Stored items
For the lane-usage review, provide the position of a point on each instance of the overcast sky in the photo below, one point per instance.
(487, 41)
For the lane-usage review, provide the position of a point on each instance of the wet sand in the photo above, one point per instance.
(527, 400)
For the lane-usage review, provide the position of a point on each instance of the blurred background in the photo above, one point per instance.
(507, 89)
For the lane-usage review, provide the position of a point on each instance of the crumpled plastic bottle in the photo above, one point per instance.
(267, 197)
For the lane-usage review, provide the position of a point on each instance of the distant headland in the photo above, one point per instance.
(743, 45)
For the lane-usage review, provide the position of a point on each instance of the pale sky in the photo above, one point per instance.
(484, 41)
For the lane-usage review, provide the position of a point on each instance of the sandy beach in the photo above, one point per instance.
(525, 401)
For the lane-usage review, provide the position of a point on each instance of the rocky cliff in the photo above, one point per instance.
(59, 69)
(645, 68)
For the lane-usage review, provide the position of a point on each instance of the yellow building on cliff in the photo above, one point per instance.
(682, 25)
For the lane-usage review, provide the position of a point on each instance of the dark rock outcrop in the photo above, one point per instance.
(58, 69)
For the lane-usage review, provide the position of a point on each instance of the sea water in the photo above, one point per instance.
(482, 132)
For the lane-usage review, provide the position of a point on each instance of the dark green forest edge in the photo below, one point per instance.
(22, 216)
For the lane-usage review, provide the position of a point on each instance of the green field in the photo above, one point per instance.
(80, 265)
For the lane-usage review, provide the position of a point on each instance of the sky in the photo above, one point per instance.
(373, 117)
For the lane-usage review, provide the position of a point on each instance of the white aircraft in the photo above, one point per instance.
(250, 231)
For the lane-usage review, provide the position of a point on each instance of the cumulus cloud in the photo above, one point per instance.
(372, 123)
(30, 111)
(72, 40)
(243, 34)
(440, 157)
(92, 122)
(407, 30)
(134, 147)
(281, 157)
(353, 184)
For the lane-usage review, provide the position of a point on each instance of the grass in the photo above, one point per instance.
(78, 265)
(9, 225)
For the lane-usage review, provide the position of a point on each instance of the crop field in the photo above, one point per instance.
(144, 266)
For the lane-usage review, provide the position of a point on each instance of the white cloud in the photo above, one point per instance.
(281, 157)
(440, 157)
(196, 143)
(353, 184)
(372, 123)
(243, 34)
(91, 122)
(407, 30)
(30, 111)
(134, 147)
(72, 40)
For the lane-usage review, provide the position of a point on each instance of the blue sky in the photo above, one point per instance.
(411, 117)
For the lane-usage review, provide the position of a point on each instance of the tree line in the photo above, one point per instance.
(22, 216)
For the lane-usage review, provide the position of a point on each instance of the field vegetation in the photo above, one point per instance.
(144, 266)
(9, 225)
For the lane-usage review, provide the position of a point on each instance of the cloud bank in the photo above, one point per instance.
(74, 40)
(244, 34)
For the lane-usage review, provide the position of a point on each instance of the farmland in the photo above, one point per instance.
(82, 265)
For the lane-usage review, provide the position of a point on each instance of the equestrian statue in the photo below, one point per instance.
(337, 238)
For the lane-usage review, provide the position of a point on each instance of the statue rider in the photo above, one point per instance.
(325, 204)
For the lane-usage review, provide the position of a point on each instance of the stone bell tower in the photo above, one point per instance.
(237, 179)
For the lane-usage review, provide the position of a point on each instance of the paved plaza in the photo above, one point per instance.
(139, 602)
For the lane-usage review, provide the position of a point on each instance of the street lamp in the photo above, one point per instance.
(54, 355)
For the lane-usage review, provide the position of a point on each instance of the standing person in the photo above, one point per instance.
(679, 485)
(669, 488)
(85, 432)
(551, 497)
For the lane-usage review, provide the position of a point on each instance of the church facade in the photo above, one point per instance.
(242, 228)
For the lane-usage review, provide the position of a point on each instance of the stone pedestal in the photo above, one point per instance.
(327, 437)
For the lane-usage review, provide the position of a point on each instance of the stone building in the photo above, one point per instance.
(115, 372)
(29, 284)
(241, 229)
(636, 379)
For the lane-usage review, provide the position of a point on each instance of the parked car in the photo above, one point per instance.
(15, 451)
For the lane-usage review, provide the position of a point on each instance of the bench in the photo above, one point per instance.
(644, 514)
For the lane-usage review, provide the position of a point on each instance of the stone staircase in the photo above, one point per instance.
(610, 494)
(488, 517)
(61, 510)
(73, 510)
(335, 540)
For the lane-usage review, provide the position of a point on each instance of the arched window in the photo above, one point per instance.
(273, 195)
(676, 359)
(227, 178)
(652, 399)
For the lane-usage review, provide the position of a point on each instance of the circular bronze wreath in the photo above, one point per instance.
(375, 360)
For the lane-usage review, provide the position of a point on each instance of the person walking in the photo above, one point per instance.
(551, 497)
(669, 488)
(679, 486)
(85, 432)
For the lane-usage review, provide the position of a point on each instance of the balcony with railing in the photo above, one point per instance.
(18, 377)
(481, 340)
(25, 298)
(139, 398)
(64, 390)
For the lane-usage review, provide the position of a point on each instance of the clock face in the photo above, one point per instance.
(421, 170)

→ Challenge:
Write the listing out again, exactly as it reads.

→ Final result:
For the lane-usage review, provide the position of a point on each instance of the overcast sky in the photo below, one point per instance.
(487, 41)
For the lane-usage review, provide the position of a point on each instance of the wet sand in the photo above, one point per instance.
(527, 400)
For the lane-usage review, provide the position of a point on each instance of the blurred background in the photo above, one point per instance.
(507, 89)
For the lane-usage review, provide the position of a point on each instance of the crumpled plastic bottle in the photo above, one point per instance.
(267, 197)
For the lane-usage review, provide the position of a point on each instance of the distant headland in the photo above, one point per instance.
(743, 45)
For the lane-usage review, provide the position of a point on each instance of the pale sky in the photo above, one point per instance.
(484, 41)
For the lane-usage review, provide the position of a point on each instance of the sandy beach in the photo above, one point per instance.
(525, 401)
For the lane-usage review, provide the position of a point on each instance of the rocky cliff in the photo above, one point per instance.
(59, 69)
(645, 68)
For the lane-usage review, provide the position of a point on each instance of the yellow building on cliff in the photo above, one point per instance.
(682, 25)
For the lane-usage review, provide the position of a point on each instance of the dark rock outcrop in the photo above, one point per instance.
(58, 69)
For the lane-usage review, provide the position of a point on each instance of the sea water in the photo above, one point per instance.
(482, 132)
For the lane-usage review, provide the position of a point on each instance of the dark green forest edge in the photo below, one point per instance.
(22, 216)
For the lane-usage review, provide the position of a point on each instance of the green field in the photo above, one point per instance.
(80, 265)
For the lane-usage review, provide the position of a point on each instance of the sky in the photo above, one point per instance.
(373, 117)
For the lane-usage review, provide the position of a point on each instance of the white aircraft in the photo above, one point per instance.
(250, 231)
For the lane-usage review, provide the position of a point on each instance of the cumulus cloud in the photo above, one point per instance.
(372, 123)
(30, 111)
(72, 40)
(243, 34)
(440, 157)
(92, 122)
(407, 30)
(134, 147)
(281, 157)
(353, 184)
For the lane-usage review, provide the position of a point on each instance of the grass in the photo above, one point per instance.
(78, 265)
(9, 225)
For the lane-usage review, provide the position of a point on each instance of the crop field in the photo above, one point per instance.
(144, 266)
For the lane-usage review, provide the position of a point on each instance of the white cloud in the photo above, one point per instance.
(281, 157)
(440, 157)
(196, 143)
(353, 184)
(372, 123)
(243, 34)
(91, 122)
(407, 30)
(30, 111)
(134, 147)
(72, 40)
For the lane-usage review, provide the position of a point on each instance of the blue sky in the photo above, one point per instance.
(411, 117)
For the lane-usage review, provide the position of a point on each instance of the tree line in the photo above, one point per instance.
(22, 216)
For the lane-usage review, provide the position of a point on each instance of the field vegetation in the photo above, one point per instance.
(144, 266)
(9, 225)
For the lane-usage review, provide the position of a point on each instance of the cloud bank in the photo above, one point per instance.
(74, 40)
(244, 34)
For the lane-usage review, provide the position of a point on each instance of the farmland in the photo above, one point per instance.
(82, 265)
For the lane-usage review, provide the position of a point on each instance of the equestrian statue in the photo below, one point per instance.
(337, 238)
For the lane-usage review, provide the position of a point on each instance of the statue rider in the photo above, one point per instance.
(325, 204)
For the lane-usage review, provide the position of a point on each instance of the stone bell tower in the photo above, one point per instance.
(237, 179)
For the lane-usage review, provide the position of a point on each instance of the paved plaza in the photo above, one point per instance.
(139, 602)
For the lane-usage review, provide the position of a point on each instance of the street lamp in the photo above, one point per instance.
(54, 355)
For the lane-usage review, provide the position of a point on each instance of the standing person in the photo above, one point per instance.
(679, 485)
(669, 488)
(85, 432)
(551, 497)
For the lane-usage review, provide the position of a point on each instance of the church facade in the photo above, one point per instance.
(242, 228)
For the lane-usage review, provide the position of a point on each instance of the stone pedestal in the photo above, one point per instance.
(327, 437)
For the lane-usage review, provide the position of a point on each instance of the stone building in the photo above, one point per instance.
(115, 372)
(29, 284)
(241, 229)
(636, 379)
For the lane-usage review, provide the position of a point on each instance of the parked car in the photo above, one point per instance.
(15, 451)
For the lane-usage review, provide the position of a point on each instance of the bench in the photo above, one point per instance.
(644, 514)
For the lane-usage review, provide the position of a point on each instance of the stone staircase in the photo above, one point per instance.
(610, 494)
(488, 517)
(61, 510)
(73, 510)
(335, 540)
For the lane-usage review, provide the position of a point on each instance of the arched window in the photo above, one point per instance.
(273, 195)
(676, 359)
(227, 178)
(652, 399)
For the lane-usage review, provide the position of a point on each instance of the circular bronze wreath in the photo above, one point per instance.
(375, 360)
For the lane-usage review, provide the position of a point on each instance of the person walking in the photo above, one point per instance.
(551, 497)
(669, 488)
(679, 486)
(85, 432)
For the lane-usage review, provide the position of a point on each instance of the balcony with railing in the photo above, one point per instance.
(18, 377)
(481, 340)
(25, 298)
(139, 398)
(64, 390)
For the lane-usage review, provide the position of a point on each instance of the clock face in the photo above, one point per instance.
(421, 170)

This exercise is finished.